INSTRUCTION: Edit the records from the line containing "Expected: a point placed on each instance of the air" through the end of the records, replacing "soccer ball" with "football" and keeping everything else the same. Leave the pictures out of your answer.

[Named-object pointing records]
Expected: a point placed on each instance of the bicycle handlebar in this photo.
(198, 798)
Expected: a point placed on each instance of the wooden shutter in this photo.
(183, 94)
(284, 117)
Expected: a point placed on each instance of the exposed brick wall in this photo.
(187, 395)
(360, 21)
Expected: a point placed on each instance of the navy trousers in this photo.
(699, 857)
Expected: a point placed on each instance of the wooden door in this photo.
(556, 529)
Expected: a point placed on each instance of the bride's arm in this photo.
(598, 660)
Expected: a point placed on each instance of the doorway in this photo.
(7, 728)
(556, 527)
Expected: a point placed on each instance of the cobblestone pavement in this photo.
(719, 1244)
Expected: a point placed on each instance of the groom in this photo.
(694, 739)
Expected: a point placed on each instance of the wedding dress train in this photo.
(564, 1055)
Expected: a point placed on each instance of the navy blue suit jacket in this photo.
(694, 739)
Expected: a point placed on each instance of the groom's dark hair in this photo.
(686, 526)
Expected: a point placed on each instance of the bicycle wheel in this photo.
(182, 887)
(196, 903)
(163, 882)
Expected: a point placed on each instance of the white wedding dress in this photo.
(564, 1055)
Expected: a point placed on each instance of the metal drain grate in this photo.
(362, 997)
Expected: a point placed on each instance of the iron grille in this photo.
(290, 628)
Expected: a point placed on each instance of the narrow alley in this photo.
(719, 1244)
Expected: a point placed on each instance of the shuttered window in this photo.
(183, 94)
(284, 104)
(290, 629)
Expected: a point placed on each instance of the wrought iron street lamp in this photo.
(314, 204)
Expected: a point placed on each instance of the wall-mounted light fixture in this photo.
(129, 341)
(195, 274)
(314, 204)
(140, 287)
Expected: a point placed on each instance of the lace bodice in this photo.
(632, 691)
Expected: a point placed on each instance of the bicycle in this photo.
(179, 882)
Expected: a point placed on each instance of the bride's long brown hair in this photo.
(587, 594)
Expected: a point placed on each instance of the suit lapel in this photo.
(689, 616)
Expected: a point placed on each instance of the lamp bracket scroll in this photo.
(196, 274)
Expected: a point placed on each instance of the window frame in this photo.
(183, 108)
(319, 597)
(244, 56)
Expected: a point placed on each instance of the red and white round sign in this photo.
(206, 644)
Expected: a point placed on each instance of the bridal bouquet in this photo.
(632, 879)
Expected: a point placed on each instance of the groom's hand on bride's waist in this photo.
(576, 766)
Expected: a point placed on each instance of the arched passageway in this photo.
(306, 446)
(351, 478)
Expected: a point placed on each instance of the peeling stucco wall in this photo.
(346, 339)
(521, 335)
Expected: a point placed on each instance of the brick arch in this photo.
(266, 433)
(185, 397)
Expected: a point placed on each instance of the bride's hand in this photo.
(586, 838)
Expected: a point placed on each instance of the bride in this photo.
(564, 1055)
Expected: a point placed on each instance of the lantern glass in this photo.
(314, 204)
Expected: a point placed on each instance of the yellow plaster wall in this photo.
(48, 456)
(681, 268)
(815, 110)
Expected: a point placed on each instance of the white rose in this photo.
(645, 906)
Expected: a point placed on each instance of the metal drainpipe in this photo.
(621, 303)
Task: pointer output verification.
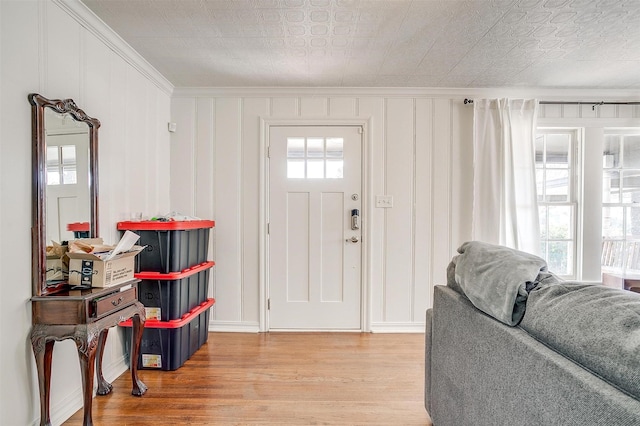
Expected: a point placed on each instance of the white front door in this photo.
(315, 250)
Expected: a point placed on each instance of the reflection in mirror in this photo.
(67, 192)
(65, 185)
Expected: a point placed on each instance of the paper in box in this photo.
(89, 270)
(54, 270)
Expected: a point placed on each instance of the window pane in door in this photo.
(315, 169)
(610, 186)
(68, 154)
(631, 186)
(335, 148)
(53, 176)
(295, 169)
(612, 222)
(295, 148)
(334, 169)
(631, 151)
(69, 175)
(315, 147)
(52, 156)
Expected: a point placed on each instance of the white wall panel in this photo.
(461, 175)
(342, 107)
(252, 110)
(442, 246)
(19, 76)
(422, 194)
(399, 156)
(183, 114)
(203, 179)
(375, 219)
(285, 107)
(314, 106)
(228, 209)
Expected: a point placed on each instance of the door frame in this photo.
(367, 208)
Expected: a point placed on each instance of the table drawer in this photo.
(113, 302)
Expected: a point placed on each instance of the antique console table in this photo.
(85, 316)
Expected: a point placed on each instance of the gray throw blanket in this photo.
(497, 279)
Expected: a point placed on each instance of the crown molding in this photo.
(414, 92)
(96, 26)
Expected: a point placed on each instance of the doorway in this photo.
(315, 227)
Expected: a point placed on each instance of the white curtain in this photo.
(505, 208)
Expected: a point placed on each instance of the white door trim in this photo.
(367, 207)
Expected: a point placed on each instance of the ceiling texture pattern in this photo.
(564, 44)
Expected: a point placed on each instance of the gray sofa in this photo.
(571, 358)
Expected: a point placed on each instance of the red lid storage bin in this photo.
(172, 246)
(167, 345)
(169, 296)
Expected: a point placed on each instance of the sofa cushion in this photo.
(596, 326)
(496, 279)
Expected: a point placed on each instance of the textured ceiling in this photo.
(390, 43)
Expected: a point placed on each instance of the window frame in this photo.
(574, 196)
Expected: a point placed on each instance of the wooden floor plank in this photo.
(279, 379)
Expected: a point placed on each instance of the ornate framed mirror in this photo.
(64, 181)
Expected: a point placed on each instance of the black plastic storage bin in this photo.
(167, 345)
(172, 246)
(169, 296)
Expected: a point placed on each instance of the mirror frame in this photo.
(39, 183)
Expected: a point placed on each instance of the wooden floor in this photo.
(279, 379)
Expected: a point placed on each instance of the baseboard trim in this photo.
(234, 327)
(397, 327)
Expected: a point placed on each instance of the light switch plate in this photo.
(384, 201)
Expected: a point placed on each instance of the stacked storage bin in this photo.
(174, 273)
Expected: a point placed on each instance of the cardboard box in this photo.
(54, 270)
(90, 270)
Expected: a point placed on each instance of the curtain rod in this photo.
(593, 104)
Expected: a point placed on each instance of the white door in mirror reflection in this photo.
(315, 183)
(67, 184)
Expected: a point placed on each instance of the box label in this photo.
(153, 313)
(86, 272)
(152, 361)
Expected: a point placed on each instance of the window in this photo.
(556, 167)
(315, 158)
(61, 165)
(621, 200)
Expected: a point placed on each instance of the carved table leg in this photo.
(104, 387)
(43, 351)
(138, 321)
(86, 342)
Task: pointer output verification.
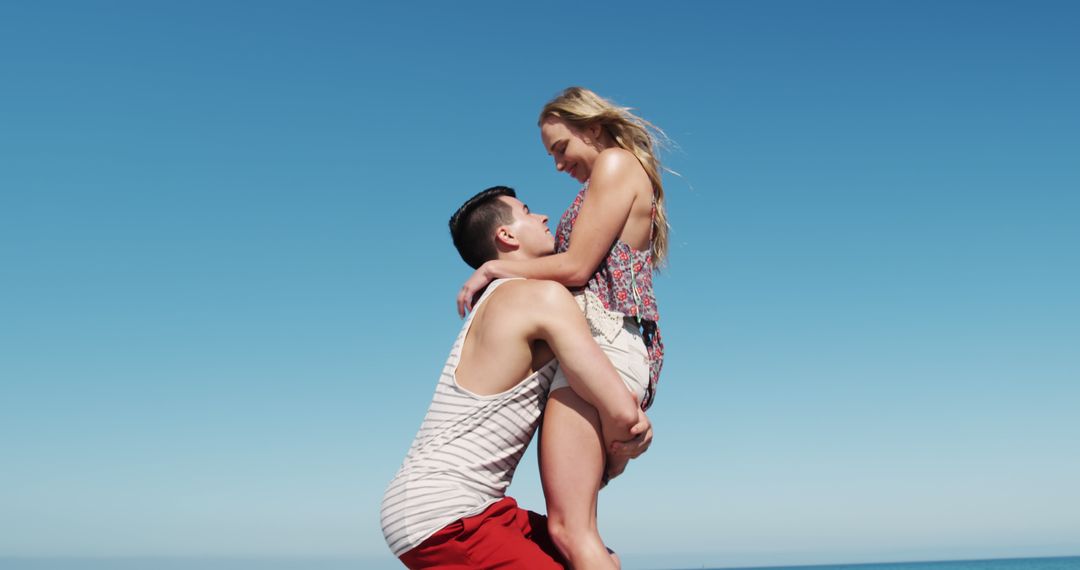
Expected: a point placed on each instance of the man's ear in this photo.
(504, 239)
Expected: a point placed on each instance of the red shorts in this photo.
(502, 535)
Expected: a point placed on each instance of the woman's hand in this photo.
(633, 448)
(476, 282)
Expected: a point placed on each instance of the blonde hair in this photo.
(581, 108)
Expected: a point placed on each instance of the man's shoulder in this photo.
(528, 296)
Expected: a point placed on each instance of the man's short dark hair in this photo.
(473, 224)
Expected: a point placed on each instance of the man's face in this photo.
(531, 231)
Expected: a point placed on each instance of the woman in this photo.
(607, 244)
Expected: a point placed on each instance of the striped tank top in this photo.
(466, 452)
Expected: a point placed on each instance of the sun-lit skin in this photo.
(575, 150)
(529, 231)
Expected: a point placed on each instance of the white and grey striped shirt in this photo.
(466, 453)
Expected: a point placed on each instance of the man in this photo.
(446, 506)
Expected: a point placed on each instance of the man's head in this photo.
(494, 225)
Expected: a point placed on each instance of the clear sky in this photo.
(228, 287)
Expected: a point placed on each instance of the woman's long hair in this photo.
(582, 108)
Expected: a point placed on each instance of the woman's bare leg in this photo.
(571, 464)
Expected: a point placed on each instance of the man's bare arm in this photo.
(557, 321)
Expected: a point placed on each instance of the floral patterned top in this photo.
(623, 283)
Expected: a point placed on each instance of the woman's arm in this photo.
(601, 220)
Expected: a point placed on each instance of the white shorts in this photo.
(629, 356)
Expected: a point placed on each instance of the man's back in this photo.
(480, 422)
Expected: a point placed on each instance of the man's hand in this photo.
(633, 448)
(476, 282)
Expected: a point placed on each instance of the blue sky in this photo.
(228, 286)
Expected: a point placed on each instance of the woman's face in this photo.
(575, 150)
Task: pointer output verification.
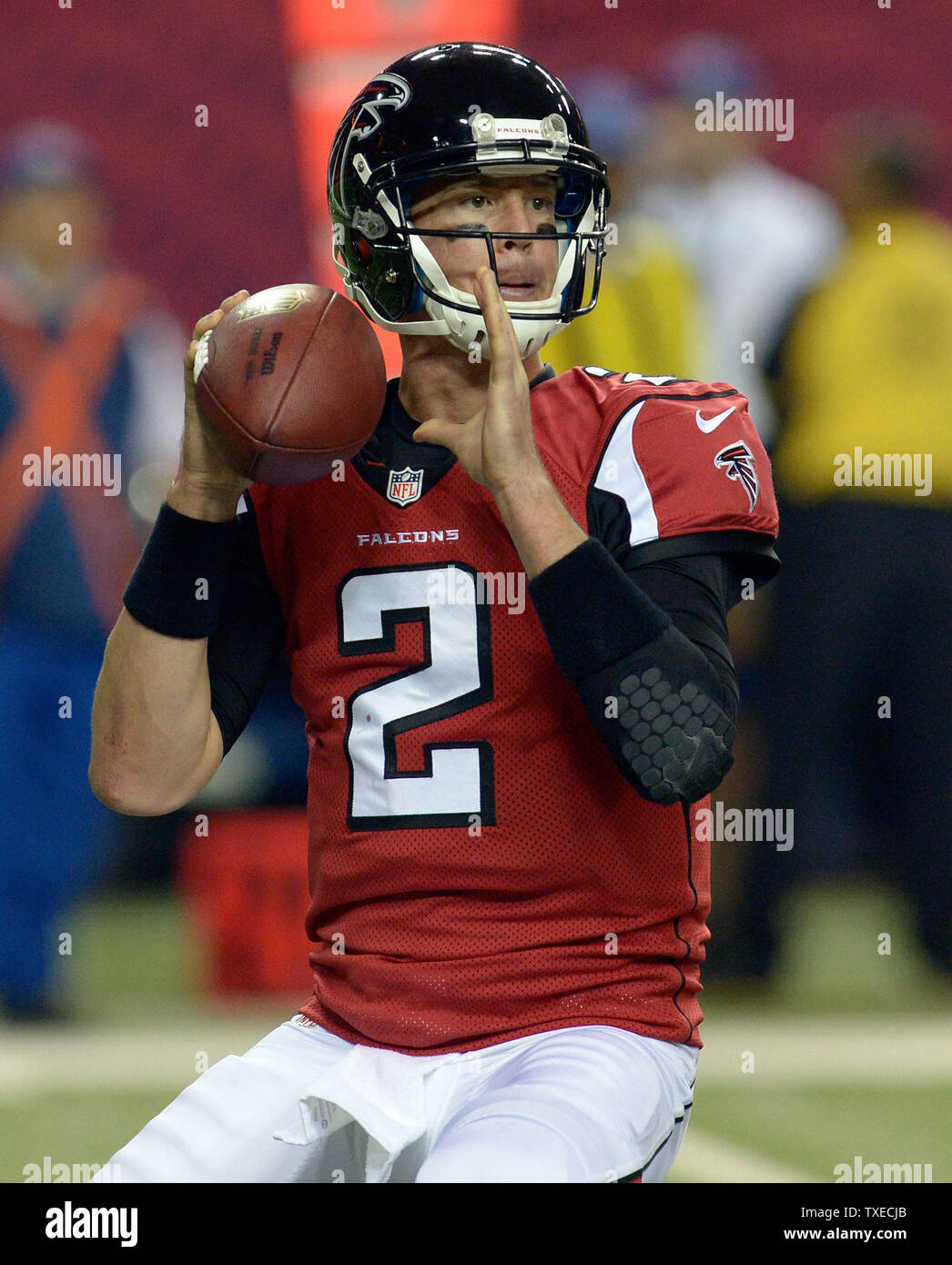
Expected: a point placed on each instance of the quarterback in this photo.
(509, 894)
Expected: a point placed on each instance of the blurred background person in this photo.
(860, 694)
(754, 236)
(90, 366)
(646, 317)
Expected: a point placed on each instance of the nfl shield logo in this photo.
(405, 486)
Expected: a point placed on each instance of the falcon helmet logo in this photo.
(405, 486)
(737, 463)
(367, 117)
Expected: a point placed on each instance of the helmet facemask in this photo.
(452, 313)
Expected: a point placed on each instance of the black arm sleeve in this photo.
(656, 677)
(249, 635)
(697, 591)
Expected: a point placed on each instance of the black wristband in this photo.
(591, 612)
(179, 581)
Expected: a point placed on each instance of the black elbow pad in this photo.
(662, 721)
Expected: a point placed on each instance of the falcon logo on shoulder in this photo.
(737, 463)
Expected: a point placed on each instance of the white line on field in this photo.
(704, 1158)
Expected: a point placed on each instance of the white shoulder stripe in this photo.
(620, 473)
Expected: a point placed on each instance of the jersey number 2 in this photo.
(455, 785)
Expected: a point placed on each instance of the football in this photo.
(293, 380)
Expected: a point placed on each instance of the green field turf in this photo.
(136, 962)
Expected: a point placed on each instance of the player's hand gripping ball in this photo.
(293, 380)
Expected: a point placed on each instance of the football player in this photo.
(507, 632)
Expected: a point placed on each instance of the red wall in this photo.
(202, 211)
(207, 210)
(828, 56)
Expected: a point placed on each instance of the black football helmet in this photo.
(442, 112)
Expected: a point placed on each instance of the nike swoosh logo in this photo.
(708, 424)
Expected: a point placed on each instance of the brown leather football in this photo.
(293, 379)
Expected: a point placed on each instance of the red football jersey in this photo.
(480, 869)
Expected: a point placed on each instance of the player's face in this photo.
(502, 204)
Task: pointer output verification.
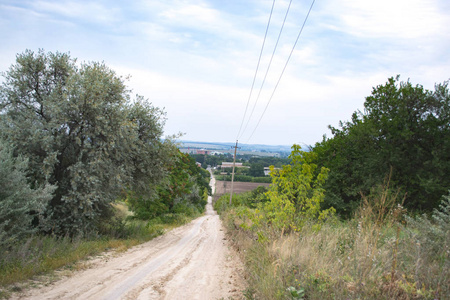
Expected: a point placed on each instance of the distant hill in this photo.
(257, 149)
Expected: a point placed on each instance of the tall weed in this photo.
(379, 254)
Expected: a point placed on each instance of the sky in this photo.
(197, 58)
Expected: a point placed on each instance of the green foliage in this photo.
(375, 255)
(19, 203)
(296, 193)
(184, 190)
(256, 170)
(404, 128)
(80, 132)
(243, 178)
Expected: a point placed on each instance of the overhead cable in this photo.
(257, 67)
(282, 72)
(268, 68)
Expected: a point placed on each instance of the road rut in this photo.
(194, 261)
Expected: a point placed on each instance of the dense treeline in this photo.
(73, 141)
(403, 132)
(293, 239)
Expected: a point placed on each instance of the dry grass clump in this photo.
(379, 254)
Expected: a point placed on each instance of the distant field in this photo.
(223, 187)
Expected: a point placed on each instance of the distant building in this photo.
(230, 165)
(267, 171)
(203, 151)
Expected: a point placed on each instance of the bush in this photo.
(19, 203)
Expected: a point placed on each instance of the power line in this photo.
(257, 67)
(282, 72)
(268, 68)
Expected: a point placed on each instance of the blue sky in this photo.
(197, 58)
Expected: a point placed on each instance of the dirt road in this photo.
(190, 262)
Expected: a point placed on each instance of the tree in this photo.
(403, 128)
(256, 170)
(19, 203)
(296, 193)
(81, 132)
(180, 191)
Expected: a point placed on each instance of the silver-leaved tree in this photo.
(81, 132)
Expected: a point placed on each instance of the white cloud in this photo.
(88, 11)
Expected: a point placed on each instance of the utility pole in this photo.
(232, 174)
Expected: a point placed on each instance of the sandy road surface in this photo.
(190, 262)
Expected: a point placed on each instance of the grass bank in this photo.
(40, 255)
(379, 254)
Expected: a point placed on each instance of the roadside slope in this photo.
(194, 261)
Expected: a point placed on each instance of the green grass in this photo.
(380, 254)
(40, 255)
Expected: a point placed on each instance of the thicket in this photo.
(381, 171)
(404, 130)
(184, 190)
(73, 142)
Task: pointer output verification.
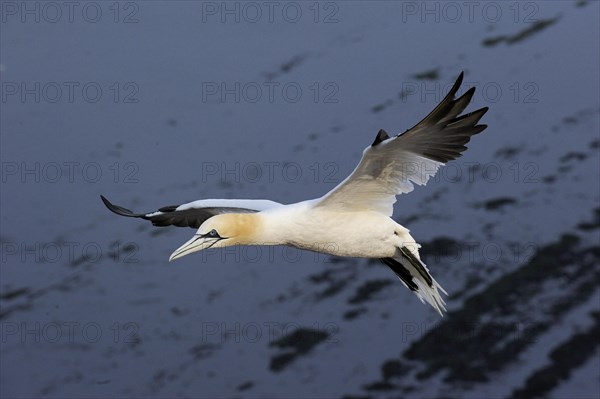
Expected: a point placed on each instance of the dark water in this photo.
(158, 103)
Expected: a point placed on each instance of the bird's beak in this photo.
(197, 243)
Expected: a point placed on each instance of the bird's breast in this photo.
(353, 234)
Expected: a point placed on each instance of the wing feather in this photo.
(391, 166)
(195, 213)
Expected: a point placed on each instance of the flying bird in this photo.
(353, 219)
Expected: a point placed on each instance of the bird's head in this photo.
(222, 231)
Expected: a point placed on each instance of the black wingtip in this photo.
(381, 136)
(119, 210)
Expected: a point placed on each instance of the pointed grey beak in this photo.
(196, 243)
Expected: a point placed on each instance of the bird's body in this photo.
(303, 225)
(353, 219)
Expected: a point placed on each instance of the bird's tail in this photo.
(414, 275)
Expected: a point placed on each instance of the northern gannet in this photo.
(353, 219)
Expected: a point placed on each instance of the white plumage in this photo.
(353, 219)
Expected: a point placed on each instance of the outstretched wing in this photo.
(193, 214)
(390, 166)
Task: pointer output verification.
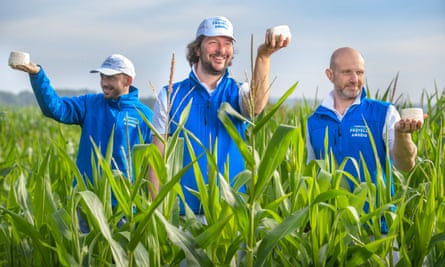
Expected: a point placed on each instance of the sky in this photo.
(69, 38)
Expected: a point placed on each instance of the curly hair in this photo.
(192, 58)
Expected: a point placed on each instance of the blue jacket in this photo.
(349, 137)
(97, 116)
(203, 122)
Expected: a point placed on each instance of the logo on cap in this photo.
(215, 26)
(116, 64)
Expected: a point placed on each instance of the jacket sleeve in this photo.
(68, 110)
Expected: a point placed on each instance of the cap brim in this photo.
(105, 71)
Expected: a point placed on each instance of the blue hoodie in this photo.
(350, 138)
(97, 116)
(203, 122)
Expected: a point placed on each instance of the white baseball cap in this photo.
(116, 64)
(215, 26)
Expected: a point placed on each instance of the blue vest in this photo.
(203, 122)
(349, 137)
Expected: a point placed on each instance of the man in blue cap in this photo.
(208, 86)
(116, 109)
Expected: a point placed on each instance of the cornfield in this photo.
(293, 213)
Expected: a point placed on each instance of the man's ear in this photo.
(330, 74)
(129, 80)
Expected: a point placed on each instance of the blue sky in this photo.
(68, 38)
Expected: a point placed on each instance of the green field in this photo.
(292, 214)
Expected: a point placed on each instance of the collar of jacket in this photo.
(125, 100)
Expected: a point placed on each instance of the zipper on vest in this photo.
(207, 112)
(338, 134)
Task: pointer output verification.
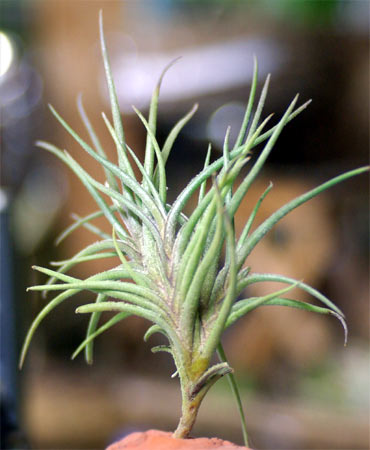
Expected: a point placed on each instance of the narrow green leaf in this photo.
(116, 114)
(251, 218)
(266, 226)
(90, 338)
(248, 110)
(235, 390)
(95, 140)
(263, 277)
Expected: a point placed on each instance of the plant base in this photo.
(161, 440)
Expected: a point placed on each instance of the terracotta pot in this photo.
(161, 440)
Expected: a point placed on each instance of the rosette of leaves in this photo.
(185, 275)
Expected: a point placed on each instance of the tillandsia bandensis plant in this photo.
(185, 275)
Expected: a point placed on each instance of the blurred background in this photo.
(301, 388)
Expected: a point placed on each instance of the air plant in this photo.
(185, 274)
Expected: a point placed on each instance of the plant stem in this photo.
(190, 410)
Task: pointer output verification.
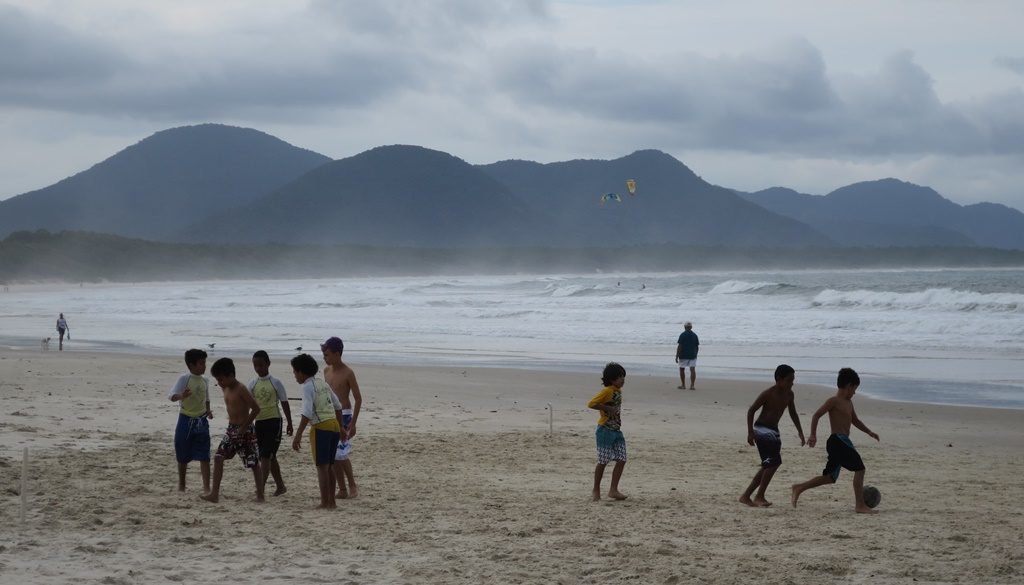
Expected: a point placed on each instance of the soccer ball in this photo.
(871, 496)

EXERCISE SOLUTION:
Expected: a point placed on each instance of the air plant in this photo.
(185, 274)
Expected: a point placed on each instance of the plant stem in this photo.
(190, 410)
Task: pointer output verification.
Expected: a point placed on each instance of the football in this photo.
(871, 496)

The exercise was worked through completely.